***** DATA RECORDS

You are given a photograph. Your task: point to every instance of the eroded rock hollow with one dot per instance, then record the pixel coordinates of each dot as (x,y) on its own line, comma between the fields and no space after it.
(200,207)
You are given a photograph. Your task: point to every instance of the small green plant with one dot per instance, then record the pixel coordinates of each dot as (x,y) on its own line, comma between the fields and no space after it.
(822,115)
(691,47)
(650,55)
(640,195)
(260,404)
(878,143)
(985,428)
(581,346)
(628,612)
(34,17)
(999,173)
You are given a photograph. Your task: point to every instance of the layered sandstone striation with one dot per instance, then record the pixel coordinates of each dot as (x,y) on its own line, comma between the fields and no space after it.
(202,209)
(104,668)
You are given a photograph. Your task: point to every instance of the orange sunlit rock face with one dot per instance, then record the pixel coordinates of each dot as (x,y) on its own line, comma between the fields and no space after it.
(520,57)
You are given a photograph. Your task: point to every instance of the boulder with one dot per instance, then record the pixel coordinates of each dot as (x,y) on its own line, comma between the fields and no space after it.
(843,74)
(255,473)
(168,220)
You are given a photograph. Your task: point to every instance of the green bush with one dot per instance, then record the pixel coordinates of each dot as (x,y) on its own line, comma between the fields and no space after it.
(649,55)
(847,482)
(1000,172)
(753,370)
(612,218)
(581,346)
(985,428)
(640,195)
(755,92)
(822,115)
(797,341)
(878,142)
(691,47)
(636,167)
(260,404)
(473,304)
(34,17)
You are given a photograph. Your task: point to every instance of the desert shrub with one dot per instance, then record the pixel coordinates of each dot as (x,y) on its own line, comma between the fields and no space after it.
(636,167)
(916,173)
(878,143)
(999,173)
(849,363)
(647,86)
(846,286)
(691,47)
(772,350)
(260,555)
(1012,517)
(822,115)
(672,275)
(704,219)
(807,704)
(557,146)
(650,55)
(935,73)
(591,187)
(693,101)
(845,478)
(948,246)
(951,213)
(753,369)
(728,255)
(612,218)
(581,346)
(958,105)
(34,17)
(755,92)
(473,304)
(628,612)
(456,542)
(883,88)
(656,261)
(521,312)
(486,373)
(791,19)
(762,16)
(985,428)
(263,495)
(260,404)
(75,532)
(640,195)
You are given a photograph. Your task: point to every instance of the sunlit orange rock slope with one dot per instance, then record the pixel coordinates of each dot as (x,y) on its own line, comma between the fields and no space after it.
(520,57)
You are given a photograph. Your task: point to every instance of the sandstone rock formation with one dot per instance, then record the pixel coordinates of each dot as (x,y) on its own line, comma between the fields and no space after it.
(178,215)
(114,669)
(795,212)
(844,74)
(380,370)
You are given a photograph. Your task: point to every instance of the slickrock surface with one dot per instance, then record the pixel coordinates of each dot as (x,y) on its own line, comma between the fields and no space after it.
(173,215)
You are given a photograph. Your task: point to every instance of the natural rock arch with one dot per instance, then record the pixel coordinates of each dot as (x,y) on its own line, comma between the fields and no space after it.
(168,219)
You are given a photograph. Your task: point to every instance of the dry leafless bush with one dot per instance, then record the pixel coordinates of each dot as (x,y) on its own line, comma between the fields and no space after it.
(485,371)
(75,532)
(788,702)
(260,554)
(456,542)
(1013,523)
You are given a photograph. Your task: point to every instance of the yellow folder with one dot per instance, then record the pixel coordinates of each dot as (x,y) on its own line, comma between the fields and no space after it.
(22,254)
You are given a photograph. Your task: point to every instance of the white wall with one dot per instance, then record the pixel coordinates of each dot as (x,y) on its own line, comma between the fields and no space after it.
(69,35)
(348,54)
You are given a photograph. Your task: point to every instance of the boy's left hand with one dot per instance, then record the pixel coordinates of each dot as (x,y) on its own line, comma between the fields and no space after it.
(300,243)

**********

* [DIRECTIONS FOR THIS TASK]
Take the line with "of the boy's" and all lines after it through the end of the records, and write them out exactly; include nothing else.

* [TASK SOLUTION]
You are given a photograph. Your task: point to every instance of the boy's left hand with one dot per instance, then record the pixel coordinates of each dot as (x,y) on its own line, comma between the fields and no space after it.
(300,243)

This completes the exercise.